> _Action item_: State the number of lines in the records underneath where the word "protective" turns up, and say nothing else.

> _Dataset records_:
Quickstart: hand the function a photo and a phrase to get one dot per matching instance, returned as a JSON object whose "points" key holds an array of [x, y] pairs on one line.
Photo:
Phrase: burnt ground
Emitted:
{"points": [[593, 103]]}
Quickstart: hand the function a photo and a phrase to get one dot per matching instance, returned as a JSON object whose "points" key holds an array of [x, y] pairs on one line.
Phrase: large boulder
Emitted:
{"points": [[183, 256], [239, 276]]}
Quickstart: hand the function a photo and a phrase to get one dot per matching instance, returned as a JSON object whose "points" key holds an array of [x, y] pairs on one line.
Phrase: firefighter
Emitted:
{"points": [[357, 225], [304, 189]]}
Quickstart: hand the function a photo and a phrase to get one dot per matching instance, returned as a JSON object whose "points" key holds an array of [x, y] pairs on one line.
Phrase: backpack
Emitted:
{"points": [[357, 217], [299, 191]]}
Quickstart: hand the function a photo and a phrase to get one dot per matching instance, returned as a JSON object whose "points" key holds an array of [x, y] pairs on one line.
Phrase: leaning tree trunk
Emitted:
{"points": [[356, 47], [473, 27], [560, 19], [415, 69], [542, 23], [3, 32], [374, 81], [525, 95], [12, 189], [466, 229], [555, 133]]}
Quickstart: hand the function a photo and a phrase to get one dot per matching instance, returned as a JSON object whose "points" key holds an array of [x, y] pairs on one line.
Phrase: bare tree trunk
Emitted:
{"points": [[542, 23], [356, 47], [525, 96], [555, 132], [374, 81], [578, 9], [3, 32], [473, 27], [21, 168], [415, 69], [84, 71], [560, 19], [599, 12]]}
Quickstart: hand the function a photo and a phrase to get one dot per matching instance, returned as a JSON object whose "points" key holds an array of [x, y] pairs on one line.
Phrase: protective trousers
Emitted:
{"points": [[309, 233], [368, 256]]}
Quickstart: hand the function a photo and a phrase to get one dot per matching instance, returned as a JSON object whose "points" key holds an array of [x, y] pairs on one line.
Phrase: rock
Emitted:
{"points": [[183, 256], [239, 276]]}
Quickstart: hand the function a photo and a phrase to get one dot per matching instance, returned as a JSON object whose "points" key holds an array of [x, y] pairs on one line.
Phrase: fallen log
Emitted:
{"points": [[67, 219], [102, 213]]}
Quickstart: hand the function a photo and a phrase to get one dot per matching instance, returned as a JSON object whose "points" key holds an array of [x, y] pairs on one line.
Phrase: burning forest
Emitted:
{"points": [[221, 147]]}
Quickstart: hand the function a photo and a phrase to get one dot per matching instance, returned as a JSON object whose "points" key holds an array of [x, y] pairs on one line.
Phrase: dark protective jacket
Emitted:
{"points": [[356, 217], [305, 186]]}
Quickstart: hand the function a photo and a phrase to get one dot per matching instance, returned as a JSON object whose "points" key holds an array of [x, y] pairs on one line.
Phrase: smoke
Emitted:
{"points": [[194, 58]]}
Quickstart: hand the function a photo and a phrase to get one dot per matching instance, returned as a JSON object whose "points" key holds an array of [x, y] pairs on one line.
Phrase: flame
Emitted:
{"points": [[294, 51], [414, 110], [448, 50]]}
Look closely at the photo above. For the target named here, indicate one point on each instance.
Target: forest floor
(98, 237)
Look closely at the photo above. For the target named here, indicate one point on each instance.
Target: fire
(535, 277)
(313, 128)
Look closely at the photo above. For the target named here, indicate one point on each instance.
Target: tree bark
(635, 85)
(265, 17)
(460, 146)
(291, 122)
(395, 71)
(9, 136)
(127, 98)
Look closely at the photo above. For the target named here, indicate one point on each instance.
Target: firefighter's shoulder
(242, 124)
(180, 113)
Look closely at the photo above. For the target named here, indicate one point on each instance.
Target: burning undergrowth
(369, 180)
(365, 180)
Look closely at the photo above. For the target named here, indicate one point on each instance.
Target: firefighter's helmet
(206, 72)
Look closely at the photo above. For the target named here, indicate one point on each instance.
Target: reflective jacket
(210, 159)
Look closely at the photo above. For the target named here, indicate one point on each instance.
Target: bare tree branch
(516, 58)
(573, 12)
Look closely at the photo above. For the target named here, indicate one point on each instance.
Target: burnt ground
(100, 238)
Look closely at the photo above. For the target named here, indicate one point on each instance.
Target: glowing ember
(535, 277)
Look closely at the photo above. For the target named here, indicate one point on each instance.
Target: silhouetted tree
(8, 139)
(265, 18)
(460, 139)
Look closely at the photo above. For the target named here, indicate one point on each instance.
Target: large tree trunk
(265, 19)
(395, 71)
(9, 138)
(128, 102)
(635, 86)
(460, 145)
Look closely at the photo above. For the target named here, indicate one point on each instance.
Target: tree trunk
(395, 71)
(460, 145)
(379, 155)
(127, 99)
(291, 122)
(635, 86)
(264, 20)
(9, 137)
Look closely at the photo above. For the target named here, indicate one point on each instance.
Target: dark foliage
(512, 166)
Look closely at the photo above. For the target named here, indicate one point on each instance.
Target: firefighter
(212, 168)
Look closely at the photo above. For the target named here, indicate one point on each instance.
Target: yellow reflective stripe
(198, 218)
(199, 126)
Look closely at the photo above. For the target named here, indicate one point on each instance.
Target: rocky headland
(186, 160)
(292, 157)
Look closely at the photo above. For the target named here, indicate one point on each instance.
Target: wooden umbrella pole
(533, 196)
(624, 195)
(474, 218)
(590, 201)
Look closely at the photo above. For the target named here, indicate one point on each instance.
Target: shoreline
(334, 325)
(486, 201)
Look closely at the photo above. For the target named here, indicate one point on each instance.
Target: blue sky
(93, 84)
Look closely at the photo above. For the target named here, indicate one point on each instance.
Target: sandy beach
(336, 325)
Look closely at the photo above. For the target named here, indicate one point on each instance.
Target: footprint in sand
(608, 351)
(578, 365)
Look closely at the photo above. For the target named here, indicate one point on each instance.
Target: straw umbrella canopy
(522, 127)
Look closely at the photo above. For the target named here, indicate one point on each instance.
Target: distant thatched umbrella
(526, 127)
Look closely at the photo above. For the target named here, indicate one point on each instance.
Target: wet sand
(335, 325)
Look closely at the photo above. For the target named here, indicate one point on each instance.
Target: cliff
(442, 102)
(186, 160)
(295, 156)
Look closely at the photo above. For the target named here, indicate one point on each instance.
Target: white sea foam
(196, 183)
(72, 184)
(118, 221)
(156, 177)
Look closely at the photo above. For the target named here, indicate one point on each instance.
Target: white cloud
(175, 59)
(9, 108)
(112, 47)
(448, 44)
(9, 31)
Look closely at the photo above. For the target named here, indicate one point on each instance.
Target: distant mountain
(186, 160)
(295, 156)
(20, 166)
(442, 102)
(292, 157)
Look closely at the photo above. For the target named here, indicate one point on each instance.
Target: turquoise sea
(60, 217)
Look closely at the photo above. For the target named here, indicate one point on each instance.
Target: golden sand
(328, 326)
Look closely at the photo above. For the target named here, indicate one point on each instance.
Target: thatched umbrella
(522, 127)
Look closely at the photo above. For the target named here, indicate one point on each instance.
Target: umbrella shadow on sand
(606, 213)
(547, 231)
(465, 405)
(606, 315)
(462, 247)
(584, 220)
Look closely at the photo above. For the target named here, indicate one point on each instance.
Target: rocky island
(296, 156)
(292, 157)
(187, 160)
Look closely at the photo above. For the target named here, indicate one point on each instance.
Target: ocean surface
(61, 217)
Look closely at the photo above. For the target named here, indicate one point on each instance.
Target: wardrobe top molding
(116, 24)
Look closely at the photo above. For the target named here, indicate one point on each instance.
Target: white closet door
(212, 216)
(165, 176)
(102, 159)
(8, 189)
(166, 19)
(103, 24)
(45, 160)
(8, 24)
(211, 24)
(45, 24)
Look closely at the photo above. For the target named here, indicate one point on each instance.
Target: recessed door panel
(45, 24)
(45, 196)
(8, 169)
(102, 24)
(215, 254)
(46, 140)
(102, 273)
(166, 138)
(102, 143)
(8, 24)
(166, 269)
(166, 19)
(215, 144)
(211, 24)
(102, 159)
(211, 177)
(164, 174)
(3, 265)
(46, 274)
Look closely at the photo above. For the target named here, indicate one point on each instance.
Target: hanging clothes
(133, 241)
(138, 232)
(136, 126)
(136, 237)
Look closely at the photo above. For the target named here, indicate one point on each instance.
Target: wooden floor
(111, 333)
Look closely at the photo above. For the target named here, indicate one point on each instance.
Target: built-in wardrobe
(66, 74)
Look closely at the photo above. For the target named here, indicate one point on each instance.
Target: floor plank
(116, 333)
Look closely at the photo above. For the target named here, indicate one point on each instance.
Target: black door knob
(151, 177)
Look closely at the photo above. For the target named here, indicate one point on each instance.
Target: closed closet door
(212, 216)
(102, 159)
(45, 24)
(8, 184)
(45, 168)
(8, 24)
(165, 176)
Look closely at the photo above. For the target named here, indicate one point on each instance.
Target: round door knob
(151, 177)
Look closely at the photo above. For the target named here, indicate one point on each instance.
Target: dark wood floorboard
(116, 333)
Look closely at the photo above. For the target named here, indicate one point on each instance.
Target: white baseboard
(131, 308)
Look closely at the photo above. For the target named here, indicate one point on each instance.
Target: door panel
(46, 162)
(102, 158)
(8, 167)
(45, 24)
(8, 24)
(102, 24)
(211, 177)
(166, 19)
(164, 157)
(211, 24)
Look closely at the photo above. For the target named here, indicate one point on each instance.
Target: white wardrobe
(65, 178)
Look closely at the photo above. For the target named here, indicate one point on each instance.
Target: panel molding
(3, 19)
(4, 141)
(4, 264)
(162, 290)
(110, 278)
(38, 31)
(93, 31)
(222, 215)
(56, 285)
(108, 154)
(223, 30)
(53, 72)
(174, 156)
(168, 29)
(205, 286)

> _Solution for this problem_: 2